## ROWS
+ + + + + + +

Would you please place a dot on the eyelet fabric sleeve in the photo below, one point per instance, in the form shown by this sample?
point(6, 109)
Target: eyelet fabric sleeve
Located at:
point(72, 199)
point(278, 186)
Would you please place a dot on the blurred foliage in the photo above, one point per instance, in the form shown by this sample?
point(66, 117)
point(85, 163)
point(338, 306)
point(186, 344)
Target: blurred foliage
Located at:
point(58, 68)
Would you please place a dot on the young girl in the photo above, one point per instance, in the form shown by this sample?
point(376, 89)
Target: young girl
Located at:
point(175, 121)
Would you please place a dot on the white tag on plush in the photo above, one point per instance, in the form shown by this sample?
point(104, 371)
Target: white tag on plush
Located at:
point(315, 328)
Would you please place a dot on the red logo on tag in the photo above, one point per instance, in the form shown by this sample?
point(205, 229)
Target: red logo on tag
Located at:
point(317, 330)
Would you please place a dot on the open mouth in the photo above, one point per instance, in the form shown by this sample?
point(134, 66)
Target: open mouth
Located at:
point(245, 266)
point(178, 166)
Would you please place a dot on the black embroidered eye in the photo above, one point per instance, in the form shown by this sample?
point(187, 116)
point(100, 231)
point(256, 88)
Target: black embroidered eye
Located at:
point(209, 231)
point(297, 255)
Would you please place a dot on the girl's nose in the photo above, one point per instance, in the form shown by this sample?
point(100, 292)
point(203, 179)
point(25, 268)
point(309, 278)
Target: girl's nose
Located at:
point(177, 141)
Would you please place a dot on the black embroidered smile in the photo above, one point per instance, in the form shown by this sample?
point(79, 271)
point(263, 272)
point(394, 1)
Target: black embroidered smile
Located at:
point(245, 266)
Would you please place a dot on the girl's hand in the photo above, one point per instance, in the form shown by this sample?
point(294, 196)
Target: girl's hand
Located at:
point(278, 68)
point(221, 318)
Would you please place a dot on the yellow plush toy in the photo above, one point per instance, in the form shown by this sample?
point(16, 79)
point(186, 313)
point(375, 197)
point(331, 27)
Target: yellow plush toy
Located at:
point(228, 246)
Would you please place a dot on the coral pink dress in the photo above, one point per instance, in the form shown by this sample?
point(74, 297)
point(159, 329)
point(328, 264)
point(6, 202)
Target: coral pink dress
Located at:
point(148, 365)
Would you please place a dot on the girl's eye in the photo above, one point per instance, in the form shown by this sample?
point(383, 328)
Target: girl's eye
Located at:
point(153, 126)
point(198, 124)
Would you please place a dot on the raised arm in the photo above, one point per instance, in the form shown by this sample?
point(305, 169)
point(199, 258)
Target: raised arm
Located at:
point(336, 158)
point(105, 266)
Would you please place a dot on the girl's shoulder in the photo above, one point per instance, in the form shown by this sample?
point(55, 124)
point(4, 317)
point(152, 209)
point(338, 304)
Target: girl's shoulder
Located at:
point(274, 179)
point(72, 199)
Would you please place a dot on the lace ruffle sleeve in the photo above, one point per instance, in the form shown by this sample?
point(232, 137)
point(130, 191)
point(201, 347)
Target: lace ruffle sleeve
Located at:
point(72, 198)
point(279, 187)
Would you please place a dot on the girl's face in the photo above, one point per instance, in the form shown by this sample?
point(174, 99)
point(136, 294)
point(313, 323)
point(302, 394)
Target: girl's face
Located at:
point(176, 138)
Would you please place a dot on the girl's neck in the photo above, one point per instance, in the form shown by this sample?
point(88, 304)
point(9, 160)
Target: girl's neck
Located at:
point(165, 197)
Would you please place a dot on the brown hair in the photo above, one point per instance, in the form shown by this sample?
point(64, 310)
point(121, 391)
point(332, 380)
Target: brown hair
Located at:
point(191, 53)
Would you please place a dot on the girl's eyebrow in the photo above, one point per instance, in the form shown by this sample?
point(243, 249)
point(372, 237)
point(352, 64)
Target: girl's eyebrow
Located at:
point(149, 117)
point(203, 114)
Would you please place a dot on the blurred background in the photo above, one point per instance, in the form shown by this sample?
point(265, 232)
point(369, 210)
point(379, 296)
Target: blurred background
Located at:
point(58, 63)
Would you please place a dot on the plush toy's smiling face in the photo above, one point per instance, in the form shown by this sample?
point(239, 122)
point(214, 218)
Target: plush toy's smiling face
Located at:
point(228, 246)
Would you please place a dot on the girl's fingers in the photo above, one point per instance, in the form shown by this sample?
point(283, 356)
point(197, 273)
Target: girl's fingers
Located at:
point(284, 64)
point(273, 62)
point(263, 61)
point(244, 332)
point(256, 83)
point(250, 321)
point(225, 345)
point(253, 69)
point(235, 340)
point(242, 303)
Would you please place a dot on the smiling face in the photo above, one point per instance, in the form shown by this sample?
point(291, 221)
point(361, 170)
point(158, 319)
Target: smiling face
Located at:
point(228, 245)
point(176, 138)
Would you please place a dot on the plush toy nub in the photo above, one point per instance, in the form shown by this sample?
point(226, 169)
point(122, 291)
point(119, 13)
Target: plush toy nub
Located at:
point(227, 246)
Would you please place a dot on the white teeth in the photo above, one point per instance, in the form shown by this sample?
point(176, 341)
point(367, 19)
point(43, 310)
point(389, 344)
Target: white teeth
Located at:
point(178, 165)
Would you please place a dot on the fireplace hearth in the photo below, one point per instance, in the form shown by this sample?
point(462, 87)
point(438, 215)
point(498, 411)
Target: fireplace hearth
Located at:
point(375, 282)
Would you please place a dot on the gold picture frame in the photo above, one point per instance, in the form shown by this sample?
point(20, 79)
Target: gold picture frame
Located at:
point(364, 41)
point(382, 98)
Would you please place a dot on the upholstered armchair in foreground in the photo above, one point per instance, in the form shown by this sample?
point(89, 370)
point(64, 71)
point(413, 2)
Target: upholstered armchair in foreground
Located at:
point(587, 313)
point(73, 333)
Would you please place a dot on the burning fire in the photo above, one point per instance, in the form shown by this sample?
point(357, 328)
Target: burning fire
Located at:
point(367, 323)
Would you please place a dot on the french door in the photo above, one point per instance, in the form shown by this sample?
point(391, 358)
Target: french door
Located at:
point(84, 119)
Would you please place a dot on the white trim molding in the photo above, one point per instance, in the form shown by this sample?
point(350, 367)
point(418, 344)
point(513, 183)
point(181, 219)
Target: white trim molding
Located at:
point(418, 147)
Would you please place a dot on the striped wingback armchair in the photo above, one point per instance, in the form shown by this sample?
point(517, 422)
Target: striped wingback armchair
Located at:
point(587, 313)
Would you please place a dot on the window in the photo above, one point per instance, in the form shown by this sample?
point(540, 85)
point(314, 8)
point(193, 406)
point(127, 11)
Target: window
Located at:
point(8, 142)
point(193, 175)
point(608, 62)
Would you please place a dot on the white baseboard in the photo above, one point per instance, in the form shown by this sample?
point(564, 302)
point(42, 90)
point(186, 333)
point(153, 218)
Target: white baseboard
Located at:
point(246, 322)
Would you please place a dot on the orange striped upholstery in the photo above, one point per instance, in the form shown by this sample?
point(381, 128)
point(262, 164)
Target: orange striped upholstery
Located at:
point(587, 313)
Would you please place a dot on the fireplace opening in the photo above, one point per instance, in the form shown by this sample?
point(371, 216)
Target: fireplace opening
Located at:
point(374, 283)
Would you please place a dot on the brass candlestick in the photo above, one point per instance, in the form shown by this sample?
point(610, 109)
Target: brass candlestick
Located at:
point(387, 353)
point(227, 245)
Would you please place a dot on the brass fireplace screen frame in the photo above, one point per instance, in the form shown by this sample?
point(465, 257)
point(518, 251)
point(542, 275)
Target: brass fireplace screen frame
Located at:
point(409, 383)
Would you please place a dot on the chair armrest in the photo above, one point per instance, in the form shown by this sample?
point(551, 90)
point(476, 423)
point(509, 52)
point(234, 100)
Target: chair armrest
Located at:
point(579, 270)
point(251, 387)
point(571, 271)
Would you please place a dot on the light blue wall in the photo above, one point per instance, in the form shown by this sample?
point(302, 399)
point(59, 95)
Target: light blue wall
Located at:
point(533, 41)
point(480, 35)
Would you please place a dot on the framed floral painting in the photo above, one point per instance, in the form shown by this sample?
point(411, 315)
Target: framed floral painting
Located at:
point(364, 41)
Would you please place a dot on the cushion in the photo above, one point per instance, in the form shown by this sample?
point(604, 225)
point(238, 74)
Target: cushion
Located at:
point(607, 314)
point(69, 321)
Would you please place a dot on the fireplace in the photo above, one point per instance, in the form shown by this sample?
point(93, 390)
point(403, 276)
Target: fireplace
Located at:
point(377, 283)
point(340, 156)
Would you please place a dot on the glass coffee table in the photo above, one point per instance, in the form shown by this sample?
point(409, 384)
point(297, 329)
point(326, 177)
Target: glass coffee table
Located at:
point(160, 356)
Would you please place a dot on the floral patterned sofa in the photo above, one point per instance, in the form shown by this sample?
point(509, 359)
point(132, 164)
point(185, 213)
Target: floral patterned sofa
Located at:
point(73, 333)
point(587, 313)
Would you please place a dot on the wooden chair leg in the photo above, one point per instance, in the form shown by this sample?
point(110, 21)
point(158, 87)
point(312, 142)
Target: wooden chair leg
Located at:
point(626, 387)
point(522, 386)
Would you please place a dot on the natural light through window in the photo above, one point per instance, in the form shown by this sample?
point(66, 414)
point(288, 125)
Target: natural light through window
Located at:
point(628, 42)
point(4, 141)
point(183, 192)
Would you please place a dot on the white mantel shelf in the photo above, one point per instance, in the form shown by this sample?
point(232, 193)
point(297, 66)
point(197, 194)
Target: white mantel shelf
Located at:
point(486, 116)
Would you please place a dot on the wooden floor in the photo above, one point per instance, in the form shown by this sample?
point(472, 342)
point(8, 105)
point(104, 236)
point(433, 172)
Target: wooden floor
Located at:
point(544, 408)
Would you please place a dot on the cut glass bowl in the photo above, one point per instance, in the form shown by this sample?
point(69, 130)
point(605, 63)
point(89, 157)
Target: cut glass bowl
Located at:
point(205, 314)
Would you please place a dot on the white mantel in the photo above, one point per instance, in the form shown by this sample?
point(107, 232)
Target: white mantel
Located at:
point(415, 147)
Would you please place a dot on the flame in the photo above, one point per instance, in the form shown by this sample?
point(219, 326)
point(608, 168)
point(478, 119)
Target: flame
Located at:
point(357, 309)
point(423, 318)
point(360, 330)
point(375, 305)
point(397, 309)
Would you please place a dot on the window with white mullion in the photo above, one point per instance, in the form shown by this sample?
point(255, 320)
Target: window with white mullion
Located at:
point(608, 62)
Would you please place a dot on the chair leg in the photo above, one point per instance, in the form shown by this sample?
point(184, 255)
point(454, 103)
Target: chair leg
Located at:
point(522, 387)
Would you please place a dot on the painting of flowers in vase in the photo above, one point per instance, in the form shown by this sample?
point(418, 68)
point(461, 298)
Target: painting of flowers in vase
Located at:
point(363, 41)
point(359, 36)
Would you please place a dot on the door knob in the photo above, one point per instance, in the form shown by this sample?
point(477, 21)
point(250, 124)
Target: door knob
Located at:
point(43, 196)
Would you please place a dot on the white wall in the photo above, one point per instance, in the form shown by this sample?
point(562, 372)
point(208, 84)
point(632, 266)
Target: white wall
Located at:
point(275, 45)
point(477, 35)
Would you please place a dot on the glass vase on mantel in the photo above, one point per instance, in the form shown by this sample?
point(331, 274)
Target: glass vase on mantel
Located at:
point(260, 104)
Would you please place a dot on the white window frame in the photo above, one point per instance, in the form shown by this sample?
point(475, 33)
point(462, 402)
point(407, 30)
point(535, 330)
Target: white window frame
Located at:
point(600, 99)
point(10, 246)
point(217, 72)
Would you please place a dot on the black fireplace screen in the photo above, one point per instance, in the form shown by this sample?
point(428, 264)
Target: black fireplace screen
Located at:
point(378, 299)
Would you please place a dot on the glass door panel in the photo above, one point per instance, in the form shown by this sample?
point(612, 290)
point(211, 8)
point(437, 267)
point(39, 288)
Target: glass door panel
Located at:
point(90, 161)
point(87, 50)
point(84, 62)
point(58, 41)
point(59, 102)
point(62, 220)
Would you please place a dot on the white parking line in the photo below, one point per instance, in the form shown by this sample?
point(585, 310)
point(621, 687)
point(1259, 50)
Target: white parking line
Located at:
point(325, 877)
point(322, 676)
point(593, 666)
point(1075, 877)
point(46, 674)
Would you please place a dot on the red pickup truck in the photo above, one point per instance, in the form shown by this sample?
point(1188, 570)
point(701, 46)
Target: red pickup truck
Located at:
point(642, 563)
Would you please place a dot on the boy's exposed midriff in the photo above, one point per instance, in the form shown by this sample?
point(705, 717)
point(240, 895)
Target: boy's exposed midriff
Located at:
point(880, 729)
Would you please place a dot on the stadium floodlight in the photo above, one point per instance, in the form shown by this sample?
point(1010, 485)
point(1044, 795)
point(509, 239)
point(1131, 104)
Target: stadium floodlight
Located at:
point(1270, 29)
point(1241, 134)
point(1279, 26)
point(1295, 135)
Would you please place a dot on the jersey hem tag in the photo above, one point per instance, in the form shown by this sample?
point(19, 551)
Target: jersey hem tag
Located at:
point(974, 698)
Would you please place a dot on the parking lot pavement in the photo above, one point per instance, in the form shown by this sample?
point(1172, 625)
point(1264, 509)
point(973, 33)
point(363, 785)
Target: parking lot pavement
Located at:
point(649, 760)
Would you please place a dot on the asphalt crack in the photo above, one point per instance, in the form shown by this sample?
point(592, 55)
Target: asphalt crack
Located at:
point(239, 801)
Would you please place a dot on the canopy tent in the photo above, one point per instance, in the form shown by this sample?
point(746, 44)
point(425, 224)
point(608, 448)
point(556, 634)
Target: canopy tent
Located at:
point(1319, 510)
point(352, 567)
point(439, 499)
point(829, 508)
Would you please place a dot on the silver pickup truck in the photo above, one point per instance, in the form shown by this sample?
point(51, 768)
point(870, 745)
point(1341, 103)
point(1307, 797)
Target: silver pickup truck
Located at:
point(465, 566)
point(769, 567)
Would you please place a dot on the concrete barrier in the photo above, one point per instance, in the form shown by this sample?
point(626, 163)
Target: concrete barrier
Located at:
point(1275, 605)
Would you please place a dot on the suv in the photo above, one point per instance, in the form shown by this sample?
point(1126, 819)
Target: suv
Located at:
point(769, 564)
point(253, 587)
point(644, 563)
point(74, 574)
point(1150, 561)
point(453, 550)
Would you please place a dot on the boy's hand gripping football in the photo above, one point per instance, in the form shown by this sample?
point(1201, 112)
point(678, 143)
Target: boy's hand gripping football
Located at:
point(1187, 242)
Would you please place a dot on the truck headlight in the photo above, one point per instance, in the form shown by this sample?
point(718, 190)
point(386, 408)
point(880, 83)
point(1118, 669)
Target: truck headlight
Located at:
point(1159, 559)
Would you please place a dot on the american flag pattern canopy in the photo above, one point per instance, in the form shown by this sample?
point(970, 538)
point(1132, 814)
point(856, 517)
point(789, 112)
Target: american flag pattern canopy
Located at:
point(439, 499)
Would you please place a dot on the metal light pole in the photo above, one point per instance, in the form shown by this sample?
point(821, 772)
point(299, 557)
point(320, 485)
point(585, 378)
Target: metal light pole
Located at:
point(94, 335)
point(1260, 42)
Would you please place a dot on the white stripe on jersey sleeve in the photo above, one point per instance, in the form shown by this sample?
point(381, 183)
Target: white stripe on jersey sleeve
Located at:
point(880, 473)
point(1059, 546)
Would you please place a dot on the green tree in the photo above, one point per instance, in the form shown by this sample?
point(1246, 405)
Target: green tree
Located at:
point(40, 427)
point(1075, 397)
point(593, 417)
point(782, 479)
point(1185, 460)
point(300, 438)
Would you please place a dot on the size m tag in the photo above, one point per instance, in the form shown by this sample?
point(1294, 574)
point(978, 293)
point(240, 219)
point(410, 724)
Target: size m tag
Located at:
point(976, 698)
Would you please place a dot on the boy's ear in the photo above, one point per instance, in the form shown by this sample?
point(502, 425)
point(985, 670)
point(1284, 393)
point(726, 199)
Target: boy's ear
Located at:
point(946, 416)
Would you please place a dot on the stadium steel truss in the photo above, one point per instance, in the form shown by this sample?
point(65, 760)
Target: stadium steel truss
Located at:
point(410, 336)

+ + + + + + +

## BRIEF
Can you rewrite the listing starting at the line that contains "Would you please place a dot on the size" and ending at the end of the listing, switching "boy's ear" to "boy's cheek" and keeping everything else the same?

## WRITTEN RESPONSE
Would you please place a dot on the size m tag in the photo above, one point per instance, in the form shown by this sample?
point(1294, 574)
point(978, 293)
point(240, 219)
point(410, 724)
Target: size m tag
Located at:
point(976, 698)
Would you please place a dot on the boy's cheek in the photo above, one point per instance, in the form shown by this sample?
point(502, 425)
point(985, 670)
point(1284, 393)
point(726, 199)
Target: boy's cheek
Located at:
point(946, 416)
Would you please place a dot on the stadium steel truss in the photo above, one point per instance, in the form shown by this sample?
point(65, 760)
Target: stadium steel truss
Located at:
point(410, 336)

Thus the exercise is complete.